* _PAGE TEXT_:
::::

So I'm not, in fact, demanding anything more than in the pre-AI world.
The other poster is being a jerk, but your point doesn’t really refute theirs: if you can’t even be bothered to check for an array delimiter, instead passing that on to an AI, how will you ever learn?
People are being more demanding of humans because humans are taking knowledge and learning for granted. All this abstraction has a cost, and the cost is you.
Things are falling out of your memory all the time as a function of how often or seldom you do something, how trivial or superficial the information is, and how minor the difference between other tools you use regularly.
Despite many years of experience, I still sometimes get this wrong in Python or its equivalent in the other languages I regularly switch between:
from math import sqrt as s
import sqrt as s from math
import sqrt from sqrt as s
The difference here is that, because I admitted to using AI, I don't get the grace of making the most trivial mistake in a forum comment.
And suddenly we pretend that had I just written it by hand a few more times, I would never err again in forum comments, despite making similar errors this week in languages I've used to write millions of lines of code across decades.
You found it! Yeah the 4th version of the browser is in Haskell and is only a couple hours in, so it’s nowhere near done. The Go version achieved Acid3 compliance in 7 hours, but I expect this one to take a lot longer since Haskell is a bit more difficult to work with and there’s probably less Haskell in the training dataset.
I’d been archiving/scrubbing each one so that the next assistant wouldn’t be able to use the previous branch as a guide, but since you asked, I pushed the archive of the Go one, feel free to rip it apart: https://github.com/chrisuehlinger/viberowser-go
So I called out Acid3 in the original comment (and mentioned why it’s not the holy grail) so people wouldn’t get the idea that I was building full-on modern browsers. I’m not sure what I need to say to make y’all happy. I’m just excited that these tools are capable of doing non-trivial work and I’m having fun throwing tasks at it to see what comes out. I’m not going around telling people to download or use these things.

::::

* _DATA ENTRIES_:
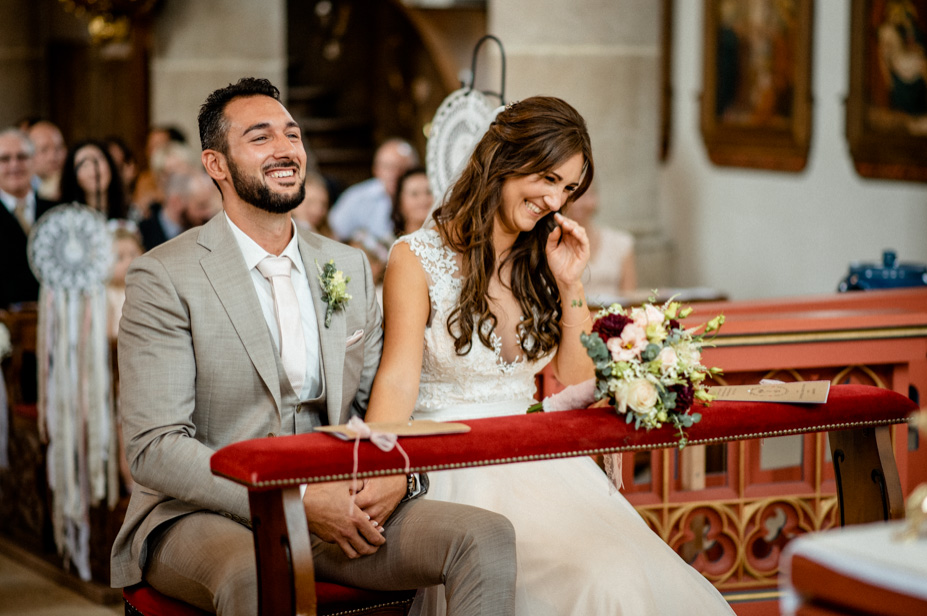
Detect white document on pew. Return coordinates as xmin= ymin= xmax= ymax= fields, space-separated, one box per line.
xmin=708 ymin=381 xmax=830 ymax=404
xmin=315 ymin=419 xmax=470 ymax=441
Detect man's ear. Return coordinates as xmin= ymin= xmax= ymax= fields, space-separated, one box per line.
xmin=200 ymin=150 xmax=228 ymax=182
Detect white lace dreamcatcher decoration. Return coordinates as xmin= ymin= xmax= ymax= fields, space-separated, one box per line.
xmin=27 ymin=203 xmax=119 ymax=580
xmin=425 ymin=35 xmax=505 ymax=226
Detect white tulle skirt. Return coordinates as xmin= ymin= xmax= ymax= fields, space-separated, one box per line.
xmin=412 ymin=402 xmax=733 ymax=616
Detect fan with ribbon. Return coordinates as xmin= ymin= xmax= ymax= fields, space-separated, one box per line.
xmin=426 ymin=35 xmax=505 ymax=220
xmin=27 ymin=203 xmax=119 ymax=580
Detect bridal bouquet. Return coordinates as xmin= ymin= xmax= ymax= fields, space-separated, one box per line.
xmin=529 ymin=298 xmax=724 ymax=448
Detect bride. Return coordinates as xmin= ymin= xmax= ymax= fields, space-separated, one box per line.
xmin=366 ymin=97 xmax=733 ymax=616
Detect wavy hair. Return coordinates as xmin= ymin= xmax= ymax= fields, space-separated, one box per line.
xmin=58 ymin=139 xmax=129 ymax=220
xmin=434 ymin=96 xmax=594 ymax=360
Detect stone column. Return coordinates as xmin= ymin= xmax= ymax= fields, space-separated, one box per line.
xmin=151 ymin=0 xmax=286 ymax=150
xmin=0 ymin=0 xmax=47 ymax=128
xmin=490 ymin=0 xmax=670 ymax=288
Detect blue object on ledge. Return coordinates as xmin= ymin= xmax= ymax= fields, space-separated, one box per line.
xmin=837 ymin=250 xmax=927 ymax=293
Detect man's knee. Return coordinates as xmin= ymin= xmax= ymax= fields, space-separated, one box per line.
xmin=213 ymin=554 xmax=258 ymax=614
xmin=458 ymin=508 xmax=515 ymax=568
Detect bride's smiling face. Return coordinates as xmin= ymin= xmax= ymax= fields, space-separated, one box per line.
xmin=496 ymin=152 xmax=583 ymax=234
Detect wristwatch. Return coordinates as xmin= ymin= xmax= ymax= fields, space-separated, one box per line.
xmin=399 ymin=473 xmax=428 ymax=503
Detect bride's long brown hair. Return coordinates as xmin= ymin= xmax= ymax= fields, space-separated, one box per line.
xmin=434 ymin=96 xmax=594 ymax=360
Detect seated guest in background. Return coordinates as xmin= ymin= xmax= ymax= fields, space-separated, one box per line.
xmin=29 ymin=120 xmax=68 ymax=203
xmin=570 ymin=184 xmax=637 ymax=305
xmin=106 ymin=226 xmax=145 ymax=340
xmin=183 ymin=171 xmax=222 ymax=229
xmin=131 ymin=126 xmax=187 ymax=218
xmin=111 ymin=78 xmax=515 ymax=616
xmin=0 ymin=128 xmax=54 ymax=308
xmin=103 ymin=135 xmax=141 ymax=222
xmin=293 ymin=171 xmax=334 ymax=238
xmin=328 ymin=139 xmax=418 ymax=243
xmin=61 ymin=140 xmax=128 ymax=220
xmin=392 ymin=167 xmax=434 ymax=237
xmin=138 ymin=173 xmax=195 ymax=250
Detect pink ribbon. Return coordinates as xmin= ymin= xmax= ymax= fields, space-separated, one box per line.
xmin=346 ymin=415 xmax=412 ymax=515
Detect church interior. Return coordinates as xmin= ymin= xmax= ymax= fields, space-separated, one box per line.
xmin=0 ymin=0 xmax=927 ymax=616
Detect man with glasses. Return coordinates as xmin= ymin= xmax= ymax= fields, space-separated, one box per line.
xmin=0 ymin=128 xmax=54 ymax=308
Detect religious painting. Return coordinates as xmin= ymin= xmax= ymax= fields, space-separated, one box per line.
xmin=701 ymin=0 xmax=813 ymax=171
xmin=846 ymin=0 xmax=927 ymax=182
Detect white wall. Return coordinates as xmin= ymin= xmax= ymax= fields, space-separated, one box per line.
xmin=658 ymin=0 xmax=927 ymax=299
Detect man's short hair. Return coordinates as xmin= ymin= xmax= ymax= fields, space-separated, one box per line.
xmin=197 ymin=77 xmax=280 ymax=154
xmin=0 ymin=126 xmax=35 ymax=156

::::

* _REQUEST_: Copy the forum thread about coding with AI assistants word for word, in full.

* _EXERCISE SOLUTION_:
So I'm not, in fact, demanding anything more than in the pre-AI world.
The other poster is being a jerk, but your point doesn’t really refute theirs: if you can’t even be bothered to check for an array delimiter, instead passing that on to an AI, how will you ever learn?
People are being more demanding of humans because humans are taking knowledge and learning for granted. All this abstraction has a cost, and the cost is you.
Things are falling out of your memory all the time as a function of how often or seldom you do something, how trivial or superficial the information is, and how minor the difference between other tools you use regularly.
Despite many years of experience, I still sometimes get this wrong in Python or its equivalent in the other languages I regularly switch between:
from math import sqrt as s
import sqrt as s from math
import sqrt from sqrt as s
The difference here is that, because I admitted to using AI, I don't get the grace of making the most trivial mistake in a forum comment.
And suddenly we pretend that had I just written it by hand a few more times, I would never err again in forum comments, despite making similar errors this week in languages I've used to write millions of lines of code across decades.
You found it! Yeah the 4th version of the browser is in Haskell and is only a couple hours in, so it’s nowhere near done. The Go version achieved Acid3 compliance in 7 hours, but I expect this one to take a lot longer since Haskell is a bit more difficult to work with and there’s probably less Haskell in the training dataset.
I’d been archiving/scrubbing each one so that the next assistant wouldn’t be able to use the previous branch as a guide, but since you asked, I pushed the archive of the Go one, feel free to rip it apart: https://github.com/chrisuehlinger/viberowser-go
So I called out Acid3 in the original comment (and mentioned why it’s not the holy grail) so people wouldn’t get the idea that I was building full-on modern browsers. I’m not sure what I need to say to make y’all happy. I’m just excited that these tools are capable of doing non-trivial work and I’m having fun throwing tasks at it to see what comes out. I’m not going around telling people to download or use these things.